▶ **WHAT TO PRODUCE**
Among the entries below, please show each line that carries the word "square".

▶ **PROVIDED ENTRIES**
****************************************

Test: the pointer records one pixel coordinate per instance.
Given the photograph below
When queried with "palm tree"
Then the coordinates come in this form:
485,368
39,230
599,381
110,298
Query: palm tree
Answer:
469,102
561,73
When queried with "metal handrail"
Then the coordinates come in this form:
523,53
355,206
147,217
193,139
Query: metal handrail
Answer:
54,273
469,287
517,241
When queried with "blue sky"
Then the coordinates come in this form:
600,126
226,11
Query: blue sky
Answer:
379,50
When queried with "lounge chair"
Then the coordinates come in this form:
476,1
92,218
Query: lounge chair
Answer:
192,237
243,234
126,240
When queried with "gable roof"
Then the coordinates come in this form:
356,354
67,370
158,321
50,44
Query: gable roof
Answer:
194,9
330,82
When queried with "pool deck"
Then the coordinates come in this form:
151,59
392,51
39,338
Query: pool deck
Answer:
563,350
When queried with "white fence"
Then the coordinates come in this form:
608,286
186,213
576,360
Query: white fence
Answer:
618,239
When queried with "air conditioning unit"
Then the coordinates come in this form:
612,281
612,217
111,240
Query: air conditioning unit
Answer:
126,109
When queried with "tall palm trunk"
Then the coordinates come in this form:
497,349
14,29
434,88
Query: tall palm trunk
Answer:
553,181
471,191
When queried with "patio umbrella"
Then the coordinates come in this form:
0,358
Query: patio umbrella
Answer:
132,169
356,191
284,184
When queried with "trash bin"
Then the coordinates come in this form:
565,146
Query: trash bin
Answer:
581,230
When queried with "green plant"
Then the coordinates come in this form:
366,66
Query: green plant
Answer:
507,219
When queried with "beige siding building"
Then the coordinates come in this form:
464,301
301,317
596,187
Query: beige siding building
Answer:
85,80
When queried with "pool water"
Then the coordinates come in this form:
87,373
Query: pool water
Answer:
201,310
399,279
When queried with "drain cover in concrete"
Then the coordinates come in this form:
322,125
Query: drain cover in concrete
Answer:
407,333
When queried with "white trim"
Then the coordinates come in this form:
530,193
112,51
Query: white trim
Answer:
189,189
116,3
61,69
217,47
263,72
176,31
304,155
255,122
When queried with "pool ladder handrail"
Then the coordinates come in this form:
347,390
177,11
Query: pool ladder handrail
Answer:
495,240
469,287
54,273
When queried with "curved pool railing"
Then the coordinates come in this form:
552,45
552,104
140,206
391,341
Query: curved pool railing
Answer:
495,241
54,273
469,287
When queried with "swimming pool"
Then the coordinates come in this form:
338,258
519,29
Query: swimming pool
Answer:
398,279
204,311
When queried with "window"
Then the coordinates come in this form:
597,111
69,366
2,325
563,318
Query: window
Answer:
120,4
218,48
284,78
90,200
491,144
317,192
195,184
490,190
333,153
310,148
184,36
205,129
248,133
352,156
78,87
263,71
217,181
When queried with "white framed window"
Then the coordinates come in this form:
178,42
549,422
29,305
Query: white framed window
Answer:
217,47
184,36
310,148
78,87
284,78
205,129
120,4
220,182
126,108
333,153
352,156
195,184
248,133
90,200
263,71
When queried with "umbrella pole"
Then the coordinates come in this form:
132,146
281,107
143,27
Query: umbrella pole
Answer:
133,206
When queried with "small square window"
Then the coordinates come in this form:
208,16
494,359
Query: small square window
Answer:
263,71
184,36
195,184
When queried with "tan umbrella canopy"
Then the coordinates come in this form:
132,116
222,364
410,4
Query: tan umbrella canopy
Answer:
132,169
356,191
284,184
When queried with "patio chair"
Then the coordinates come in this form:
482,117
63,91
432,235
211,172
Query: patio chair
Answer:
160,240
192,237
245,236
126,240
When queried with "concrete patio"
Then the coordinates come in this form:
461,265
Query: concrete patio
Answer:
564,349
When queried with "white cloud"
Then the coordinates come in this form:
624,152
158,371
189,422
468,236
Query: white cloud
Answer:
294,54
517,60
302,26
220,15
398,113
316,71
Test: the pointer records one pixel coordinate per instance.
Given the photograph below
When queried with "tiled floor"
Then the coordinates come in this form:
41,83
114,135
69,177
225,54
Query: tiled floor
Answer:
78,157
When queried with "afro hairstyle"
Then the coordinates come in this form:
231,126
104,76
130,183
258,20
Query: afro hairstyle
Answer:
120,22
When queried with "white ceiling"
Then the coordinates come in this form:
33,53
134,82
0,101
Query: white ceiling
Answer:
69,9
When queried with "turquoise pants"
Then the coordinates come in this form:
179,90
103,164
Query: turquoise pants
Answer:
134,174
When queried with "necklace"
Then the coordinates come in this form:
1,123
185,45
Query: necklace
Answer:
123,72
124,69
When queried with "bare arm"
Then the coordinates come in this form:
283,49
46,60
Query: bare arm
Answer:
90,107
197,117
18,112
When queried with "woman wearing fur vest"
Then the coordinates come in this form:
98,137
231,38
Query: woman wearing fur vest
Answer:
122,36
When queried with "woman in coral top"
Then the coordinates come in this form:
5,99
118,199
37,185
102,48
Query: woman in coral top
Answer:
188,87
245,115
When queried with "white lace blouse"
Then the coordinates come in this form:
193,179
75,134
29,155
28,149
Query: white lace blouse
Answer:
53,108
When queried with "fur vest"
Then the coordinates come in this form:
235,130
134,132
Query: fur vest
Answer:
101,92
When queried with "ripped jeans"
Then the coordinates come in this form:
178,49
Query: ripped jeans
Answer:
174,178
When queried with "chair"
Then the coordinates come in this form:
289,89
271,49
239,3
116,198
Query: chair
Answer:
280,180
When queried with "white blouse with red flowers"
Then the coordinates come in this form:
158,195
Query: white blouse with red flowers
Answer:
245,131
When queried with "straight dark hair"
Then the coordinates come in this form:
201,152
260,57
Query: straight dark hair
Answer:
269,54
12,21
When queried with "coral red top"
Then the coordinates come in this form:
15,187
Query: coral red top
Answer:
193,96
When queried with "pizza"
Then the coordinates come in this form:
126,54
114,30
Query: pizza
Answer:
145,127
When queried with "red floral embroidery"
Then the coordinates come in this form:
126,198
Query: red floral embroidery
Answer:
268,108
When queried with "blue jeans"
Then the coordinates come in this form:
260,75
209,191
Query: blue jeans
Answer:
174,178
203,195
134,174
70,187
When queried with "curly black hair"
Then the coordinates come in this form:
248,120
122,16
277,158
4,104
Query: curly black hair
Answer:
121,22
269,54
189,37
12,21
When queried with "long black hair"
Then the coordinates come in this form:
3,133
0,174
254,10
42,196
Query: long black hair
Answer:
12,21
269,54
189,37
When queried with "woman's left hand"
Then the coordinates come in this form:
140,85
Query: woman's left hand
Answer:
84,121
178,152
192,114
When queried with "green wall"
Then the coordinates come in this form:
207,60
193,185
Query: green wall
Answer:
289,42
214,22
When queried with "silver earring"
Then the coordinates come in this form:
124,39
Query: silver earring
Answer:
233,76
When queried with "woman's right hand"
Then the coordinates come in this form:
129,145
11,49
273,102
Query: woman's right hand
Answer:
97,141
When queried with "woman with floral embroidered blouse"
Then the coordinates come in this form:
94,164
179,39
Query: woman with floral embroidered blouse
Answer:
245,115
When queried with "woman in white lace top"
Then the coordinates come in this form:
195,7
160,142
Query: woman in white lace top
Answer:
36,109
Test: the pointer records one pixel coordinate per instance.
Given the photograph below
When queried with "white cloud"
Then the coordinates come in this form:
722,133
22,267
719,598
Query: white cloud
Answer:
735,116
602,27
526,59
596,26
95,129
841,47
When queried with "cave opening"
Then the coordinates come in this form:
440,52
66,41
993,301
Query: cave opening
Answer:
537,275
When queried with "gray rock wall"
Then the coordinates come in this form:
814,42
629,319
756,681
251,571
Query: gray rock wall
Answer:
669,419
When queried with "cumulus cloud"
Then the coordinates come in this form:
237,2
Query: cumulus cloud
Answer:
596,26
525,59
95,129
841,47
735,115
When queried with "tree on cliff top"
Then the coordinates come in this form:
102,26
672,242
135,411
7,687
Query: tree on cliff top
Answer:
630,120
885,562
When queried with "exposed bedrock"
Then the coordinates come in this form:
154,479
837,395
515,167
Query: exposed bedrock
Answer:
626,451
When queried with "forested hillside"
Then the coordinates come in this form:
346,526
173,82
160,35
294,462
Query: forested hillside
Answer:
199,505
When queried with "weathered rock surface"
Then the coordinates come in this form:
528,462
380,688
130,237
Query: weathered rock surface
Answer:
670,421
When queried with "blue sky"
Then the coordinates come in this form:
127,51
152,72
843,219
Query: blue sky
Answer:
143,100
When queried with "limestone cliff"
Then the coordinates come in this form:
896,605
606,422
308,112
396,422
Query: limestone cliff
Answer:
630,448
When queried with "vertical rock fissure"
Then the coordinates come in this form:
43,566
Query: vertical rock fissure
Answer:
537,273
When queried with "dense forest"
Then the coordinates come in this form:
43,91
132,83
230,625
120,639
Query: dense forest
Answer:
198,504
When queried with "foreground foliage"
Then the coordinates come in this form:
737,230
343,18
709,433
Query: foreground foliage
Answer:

****************************************

▶ **RESPONSE FOR THIS EXERCISE**
When queried with "small square window"
Query: small square window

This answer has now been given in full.